WHAT YOU HAVE TO DO →
Please determine how many lines of the material include the word "below", and respond with nothing but that number.

RECORDS PROVIDED →
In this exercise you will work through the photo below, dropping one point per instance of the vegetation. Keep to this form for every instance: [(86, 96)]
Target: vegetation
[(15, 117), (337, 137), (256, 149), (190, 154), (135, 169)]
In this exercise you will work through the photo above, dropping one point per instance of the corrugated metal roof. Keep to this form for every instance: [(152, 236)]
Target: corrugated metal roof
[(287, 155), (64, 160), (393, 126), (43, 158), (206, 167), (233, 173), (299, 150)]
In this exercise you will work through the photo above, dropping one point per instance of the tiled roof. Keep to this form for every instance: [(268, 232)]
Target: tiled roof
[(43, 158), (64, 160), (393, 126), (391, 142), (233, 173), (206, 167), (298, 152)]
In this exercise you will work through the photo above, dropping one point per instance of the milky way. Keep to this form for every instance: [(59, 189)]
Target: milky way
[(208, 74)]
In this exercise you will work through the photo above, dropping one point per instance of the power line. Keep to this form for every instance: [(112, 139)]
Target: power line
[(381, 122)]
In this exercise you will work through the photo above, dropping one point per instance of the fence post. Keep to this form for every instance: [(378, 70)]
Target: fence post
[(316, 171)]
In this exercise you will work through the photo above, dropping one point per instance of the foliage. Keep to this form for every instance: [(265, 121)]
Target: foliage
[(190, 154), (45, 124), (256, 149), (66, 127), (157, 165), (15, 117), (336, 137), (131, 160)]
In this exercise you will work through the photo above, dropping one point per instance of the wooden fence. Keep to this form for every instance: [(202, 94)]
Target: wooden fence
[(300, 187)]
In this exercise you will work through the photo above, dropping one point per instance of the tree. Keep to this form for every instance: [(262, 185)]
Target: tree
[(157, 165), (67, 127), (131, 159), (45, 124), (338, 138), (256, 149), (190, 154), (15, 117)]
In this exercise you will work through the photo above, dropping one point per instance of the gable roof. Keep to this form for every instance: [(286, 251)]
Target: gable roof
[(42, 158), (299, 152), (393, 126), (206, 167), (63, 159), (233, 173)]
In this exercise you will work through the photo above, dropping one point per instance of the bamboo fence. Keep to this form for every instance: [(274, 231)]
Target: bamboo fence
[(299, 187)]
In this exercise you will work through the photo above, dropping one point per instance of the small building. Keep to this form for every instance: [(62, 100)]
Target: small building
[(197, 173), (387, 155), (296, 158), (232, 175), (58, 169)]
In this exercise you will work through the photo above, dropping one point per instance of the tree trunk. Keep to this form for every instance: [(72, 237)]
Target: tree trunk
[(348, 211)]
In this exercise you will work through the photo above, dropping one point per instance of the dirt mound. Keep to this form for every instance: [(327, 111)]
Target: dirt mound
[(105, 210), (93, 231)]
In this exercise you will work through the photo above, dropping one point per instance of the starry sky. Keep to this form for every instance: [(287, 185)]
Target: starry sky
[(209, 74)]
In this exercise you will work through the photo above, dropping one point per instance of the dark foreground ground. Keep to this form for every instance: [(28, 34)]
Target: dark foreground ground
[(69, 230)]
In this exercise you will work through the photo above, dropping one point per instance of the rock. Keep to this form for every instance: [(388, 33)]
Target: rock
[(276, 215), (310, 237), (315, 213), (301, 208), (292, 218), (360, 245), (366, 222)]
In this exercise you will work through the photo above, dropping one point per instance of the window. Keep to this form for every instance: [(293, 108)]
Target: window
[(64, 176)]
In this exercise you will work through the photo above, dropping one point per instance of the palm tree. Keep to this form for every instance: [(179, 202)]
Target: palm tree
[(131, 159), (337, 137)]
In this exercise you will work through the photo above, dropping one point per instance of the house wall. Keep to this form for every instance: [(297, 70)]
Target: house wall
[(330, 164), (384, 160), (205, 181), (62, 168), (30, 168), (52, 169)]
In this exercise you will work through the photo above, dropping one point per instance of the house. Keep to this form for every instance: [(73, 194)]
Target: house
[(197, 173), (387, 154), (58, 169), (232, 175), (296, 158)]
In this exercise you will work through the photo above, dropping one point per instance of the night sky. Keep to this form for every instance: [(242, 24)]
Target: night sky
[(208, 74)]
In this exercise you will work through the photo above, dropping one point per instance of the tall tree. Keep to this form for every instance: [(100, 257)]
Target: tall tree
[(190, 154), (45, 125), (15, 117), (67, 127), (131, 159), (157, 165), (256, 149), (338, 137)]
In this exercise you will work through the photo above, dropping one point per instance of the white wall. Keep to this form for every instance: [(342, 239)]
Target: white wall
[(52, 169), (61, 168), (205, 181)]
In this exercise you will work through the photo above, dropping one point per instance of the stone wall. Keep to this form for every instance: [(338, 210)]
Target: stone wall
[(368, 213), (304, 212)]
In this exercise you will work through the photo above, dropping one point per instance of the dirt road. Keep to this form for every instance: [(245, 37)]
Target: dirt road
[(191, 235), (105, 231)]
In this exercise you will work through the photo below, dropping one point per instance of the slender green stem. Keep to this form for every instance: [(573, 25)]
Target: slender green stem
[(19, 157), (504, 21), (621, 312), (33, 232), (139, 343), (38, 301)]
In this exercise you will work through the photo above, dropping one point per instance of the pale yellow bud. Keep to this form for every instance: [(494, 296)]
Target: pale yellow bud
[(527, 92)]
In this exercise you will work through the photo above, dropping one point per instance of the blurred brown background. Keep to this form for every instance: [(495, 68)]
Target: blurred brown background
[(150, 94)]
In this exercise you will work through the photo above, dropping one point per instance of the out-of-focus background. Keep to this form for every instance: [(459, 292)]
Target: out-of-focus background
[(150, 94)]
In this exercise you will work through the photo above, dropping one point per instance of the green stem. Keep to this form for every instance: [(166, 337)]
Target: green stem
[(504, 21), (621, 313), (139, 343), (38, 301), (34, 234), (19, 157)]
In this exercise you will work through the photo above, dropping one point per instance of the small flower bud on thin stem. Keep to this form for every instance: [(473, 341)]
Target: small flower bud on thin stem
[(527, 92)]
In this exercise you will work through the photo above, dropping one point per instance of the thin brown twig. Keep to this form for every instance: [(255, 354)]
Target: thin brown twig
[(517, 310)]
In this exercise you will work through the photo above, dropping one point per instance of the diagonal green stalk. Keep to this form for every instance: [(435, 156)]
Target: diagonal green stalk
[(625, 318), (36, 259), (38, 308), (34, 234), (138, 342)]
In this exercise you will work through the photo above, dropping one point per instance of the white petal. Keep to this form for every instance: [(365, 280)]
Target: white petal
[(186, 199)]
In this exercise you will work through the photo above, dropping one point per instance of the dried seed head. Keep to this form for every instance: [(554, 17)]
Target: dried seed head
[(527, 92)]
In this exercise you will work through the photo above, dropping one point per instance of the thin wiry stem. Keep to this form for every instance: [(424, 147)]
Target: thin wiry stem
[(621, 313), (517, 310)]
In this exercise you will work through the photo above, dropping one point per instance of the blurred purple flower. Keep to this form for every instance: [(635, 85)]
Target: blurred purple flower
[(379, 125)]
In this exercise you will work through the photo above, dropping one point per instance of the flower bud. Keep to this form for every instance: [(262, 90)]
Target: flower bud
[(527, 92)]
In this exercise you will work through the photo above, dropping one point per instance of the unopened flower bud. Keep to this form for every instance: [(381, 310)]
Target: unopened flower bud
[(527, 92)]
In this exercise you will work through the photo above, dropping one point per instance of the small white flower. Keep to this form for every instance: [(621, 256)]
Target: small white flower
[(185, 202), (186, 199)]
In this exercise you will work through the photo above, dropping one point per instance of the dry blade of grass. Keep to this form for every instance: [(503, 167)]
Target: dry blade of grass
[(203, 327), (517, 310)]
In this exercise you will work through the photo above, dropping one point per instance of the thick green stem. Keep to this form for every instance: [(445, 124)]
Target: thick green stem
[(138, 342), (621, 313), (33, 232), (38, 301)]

RESPONSE TO THIS TASK →
2